> DATA EXTRACT
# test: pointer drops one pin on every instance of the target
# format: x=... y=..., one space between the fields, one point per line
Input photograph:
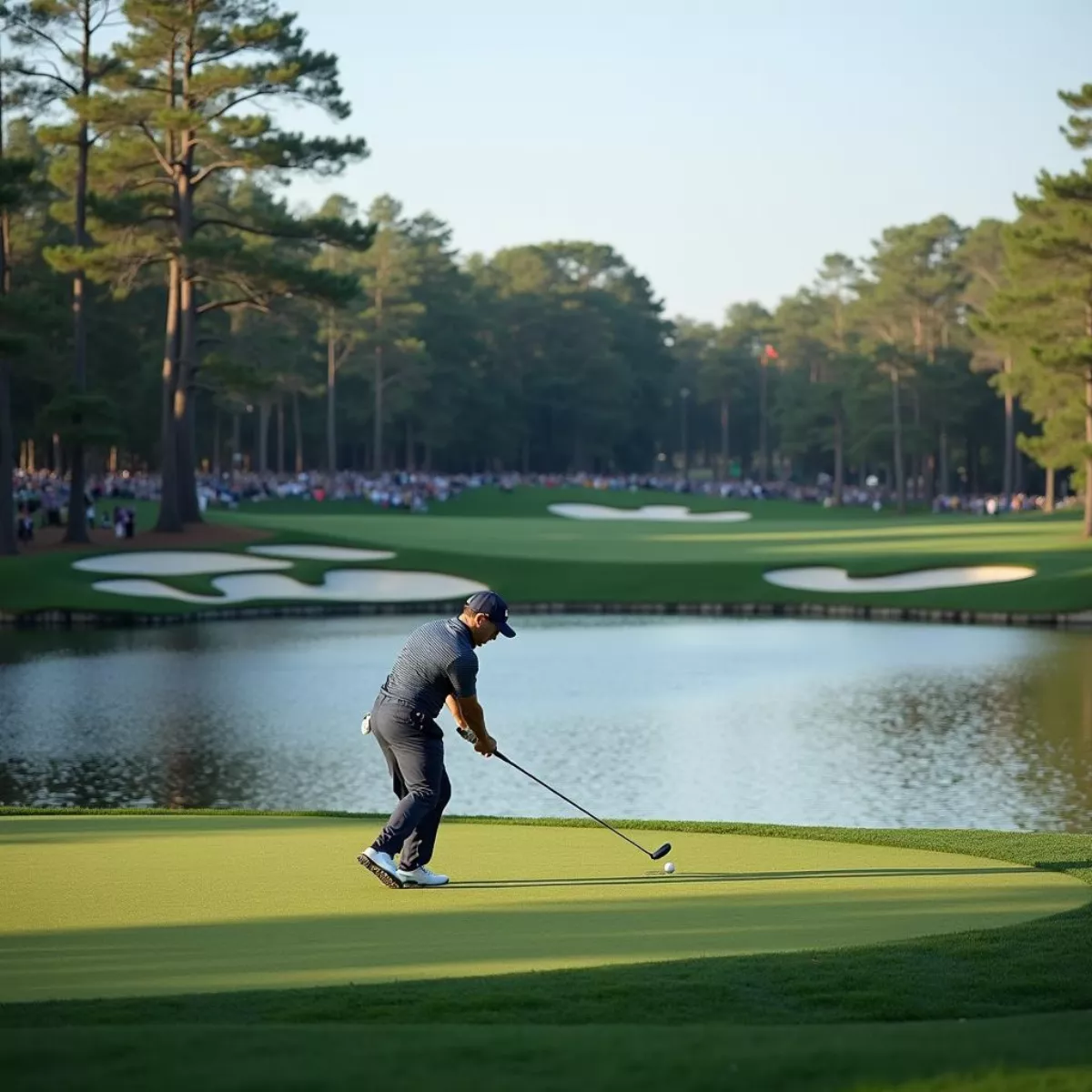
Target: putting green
x=167 y=905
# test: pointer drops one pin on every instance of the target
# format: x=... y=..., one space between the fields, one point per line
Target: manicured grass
x=956 y=1010
x=179 y=904
x=534 y=557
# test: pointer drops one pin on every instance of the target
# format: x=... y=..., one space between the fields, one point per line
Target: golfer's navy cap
x=494 y=607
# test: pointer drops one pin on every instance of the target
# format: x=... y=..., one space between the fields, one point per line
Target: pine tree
x=58 y=39
x=1049 y=305
x=189 y=66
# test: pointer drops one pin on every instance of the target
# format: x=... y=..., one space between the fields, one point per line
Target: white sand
x=823 y=579
x=170 y=562
x=343 y=585
x=322 y=552
x=677 y=513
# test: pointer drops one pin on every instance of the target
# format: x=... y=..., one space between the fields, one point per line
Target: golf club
x=656 y=854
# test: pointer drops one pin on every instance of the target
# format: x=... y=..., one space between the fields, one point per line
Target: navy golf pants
x=413 y=746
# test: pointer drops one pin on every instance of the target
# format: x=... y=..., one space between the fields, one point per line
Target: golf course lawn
x=176 y=905
x=774 y=956
x=512 y=543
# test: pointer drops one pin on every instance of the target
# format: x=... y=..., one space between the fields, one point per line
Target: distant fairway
x=512 y=543
x=131 y=905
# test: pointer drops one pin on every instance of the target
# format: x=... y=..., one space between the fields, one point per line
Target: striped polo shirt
x=437 y=660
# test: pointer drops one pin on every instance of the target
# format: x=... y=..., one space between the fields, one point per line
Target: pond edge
x=116 y=620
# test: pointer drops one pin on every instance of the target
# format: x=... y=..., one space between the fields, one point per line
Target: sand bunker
x=342 y=585
x=170 y=562
x=322 y=552
x=677 y=513
x=836 y=580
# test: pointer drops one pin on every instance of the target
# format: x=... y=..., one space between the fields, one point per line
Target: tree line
x=163 y=306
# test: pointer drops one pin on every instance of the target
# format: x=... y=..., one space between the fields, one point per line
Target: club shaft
x=602 y=823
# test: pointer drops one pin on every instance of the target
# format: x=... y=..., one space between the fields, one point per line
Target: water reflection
x=780 y=721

> WHAT IS NEEDED
Print the data again word for word, pictures excluded.

> THE COMPLETED TASK
# test: pointer drops one pin on every instance of the target
# format: x=... y=..., one space between the fields, one point per line
Input photograph:
Target: putting green
x=167 y=905
# test: pointer drops one pin on every instance of the target
# format: x=... y=..., one space between the fields, one point per line
Target: manicured grass
x=956 y=1010
x=179 y=904
x=534 y=557
# test: pointer drops one pin on every instance of the target
# format: x=... y=..., one space between the fields, one point per line
Target: golfer's navy cap
x=494 y=607
# test: pointer drops one pin on every instance of the target
# format: x=... y=..., one space between the fields, one point per line
Target: pine tree
x=58 y=39
x=1049 y=305
x=189 y=66
# test: pointer drops one pin on every instance of the target
# format: x=... y=..., one space between the fields, one point per line
Target: white sand
x=823 y=579
x=170 y=562
x=343 y=585
x=322 y=552
x=677 y=513
# test: pointer drops one pin on every instance of the target
# format: x=... y=..., one space between the fields, one point per line
Target: golf club
x=656 y=854
# test: pointer drops one pin on every instance of the target
# format: x=... y=..., one space between the fields, one point per line
Target: navy golf pants
x=413 y=746
# test: pointer drops one pin on every instance of the target
# format: x=... y=..., one space between the fields, one point per line
Target: golf course lawn
x=176 y=905
x=774 y=956
x=512 y=543
# test: pointer drops one pin on every instance of the target
# format: x=... y=..., one space between the fields, one point per line
Target: distant fairway
x=512 y=543
x=131 y=905
# test: pointer drops one pin on every instance of the target
# format: x=... y=..., one space between the fields, one point per line
Target: striped polo shirt
x=437 y=660
# test: pointer drops one pin on every instance of the target
# format: x=... y=..., one space between the fields, one point per line
Target: pond edge
x=116 y=620
# test: pointer drops one pin on every instance of the target
# format: x=... y=..., one space between the fields, one point per line
Target: sand bunker
x=342 y=585
x=170 y=562
x=322 y=552
x=677 y=513
x=836 y=580
# test: pointer drops one pin on every instance of the target
# format: x=... y=..., one space between the fields, one point per line
Target: tree line
x=163 y=306
# test: pointer drops one pin on every instance of the target
# format: x=... y=..., one space between the fields, one point per line
Target: club shaft
x=602 y=823
# test: pointer drops one pin on every instance of the target
# format: x=... y=..., one space between the fields, one point per line
Target: water reflection
x=780 y=721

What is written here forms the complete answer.